**EXERCISE:** Reproduce verbatim every line from the one that includes "Keypoint guideline: for each instance of the hair" to the closing line of the entries; omit everything before it.

INPUT MATERIAL START

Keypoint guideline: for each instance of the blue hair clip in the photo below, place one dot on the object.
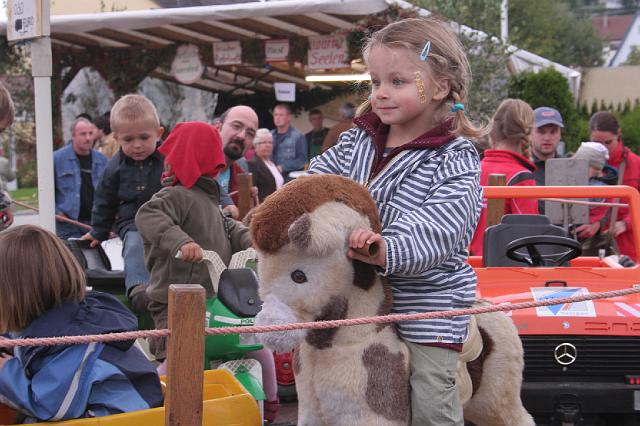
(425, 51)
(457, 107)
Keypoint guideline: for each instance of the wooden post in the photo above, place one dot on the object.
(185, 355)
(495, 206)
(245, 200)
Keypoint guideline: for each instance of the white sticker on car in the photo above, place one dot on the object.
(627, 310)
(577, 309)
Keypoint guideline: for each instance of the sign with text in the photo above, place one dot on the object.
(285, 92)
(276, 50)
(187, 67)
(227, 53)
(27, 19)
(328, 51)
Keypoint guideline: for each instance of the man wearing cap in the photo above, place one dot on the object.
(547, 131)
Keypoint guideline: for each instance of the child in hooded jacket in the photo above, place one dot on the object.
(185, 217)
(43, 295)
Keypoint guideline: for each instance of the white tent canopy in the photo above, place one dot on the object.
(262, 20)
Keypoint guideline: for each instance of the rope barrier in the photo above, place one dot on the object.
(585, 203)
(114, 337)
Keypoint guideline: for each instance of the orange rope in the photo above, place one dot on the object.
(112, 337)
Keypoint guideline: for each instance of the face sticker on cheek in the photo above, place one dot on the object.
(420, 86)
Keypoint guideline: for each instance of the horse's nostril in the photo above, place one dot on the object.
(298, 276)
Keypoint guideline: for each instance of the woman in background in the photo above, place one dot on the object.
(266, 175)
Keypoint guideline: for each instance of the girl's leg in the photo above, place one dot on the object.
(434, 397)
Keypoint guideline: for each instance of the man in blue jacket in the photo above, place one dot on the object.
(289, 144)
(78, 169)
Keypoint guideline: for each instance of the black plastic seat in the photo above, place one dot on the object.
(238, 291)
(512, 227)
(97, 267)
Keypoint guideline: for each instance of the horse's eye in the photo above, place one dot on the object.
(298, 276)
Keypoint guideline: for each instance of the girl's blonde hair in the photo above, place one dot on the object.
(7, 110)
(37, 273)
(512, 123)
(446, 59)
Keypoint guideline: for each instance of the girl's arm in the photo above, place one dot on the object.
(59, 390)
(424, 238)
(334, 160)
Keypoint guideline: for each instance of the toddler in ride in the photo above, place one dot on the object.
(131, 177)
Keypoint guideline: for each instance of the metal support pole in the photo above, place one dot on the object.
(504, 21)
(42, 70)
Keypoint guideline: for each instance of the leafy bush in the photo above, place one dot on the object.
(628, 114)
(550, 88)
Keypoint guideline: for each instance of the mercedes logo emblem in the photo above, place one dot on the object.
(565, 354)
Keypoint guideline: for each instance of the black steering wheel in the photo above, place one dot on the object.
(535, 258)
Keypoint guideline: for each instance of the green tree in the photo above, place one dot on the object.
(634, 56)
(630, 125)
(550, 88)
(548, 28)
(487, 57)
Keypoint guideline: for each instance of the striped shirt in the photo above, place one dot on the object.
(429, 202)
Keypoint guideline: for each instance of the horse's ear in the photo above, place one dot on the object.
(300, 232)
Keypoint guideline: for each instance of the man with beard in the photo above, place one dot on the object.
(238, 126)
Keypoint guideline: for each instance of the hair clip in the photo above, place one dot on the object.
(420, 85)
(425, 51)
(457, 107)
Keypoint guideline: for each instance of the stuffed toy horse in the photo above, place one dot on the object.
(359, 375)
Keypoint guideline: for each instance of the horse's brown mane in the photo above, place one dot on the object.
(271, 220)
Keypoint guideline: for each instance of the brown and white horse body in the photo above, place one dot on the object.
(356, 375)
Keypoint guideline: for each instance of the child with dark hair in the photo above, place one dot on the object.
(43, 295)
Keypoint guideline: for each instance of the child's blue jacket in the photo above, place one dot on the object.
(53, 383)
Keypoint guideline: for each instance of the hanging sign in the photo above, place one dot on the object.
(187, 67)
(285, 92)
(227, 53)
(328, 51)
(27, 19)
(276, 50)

INPUT MATERIAL END

**SOLUTION FOR THIS EXERCISE:**
Keypoint guideline: for each instance of the hair clip in the photo above, place one dot on the object.
(420, 85)
(425, 51)
(457, 107)
Keypoint guideline: for each instance of the stuffed toy horse in the photo above, place one dot on the object.
(359, 375)
Keypoint guideline: for each instance of the horse's brown mane in the photo above, place one dot on the object.
(271, 220)
Keypoint guideline: for each instance of the brown and white horse body in the photo above, place one dot on the object.
(356, 375)
Keypoint guideline: for each instance of the child with dark hair in the photo above, place one dot on the object.
(43, 295)
Keypoint guideline: for each instance of the child's blue jacket in the photo above, place one dot on the object.
(53, 383)
Keypoint guideline: for each instance of the hanging sign in the photo above, place one dot on the object.
(187, 67)
(285, 92)
(227, 53)
(328, 51)
(27, 19)
(276, 50)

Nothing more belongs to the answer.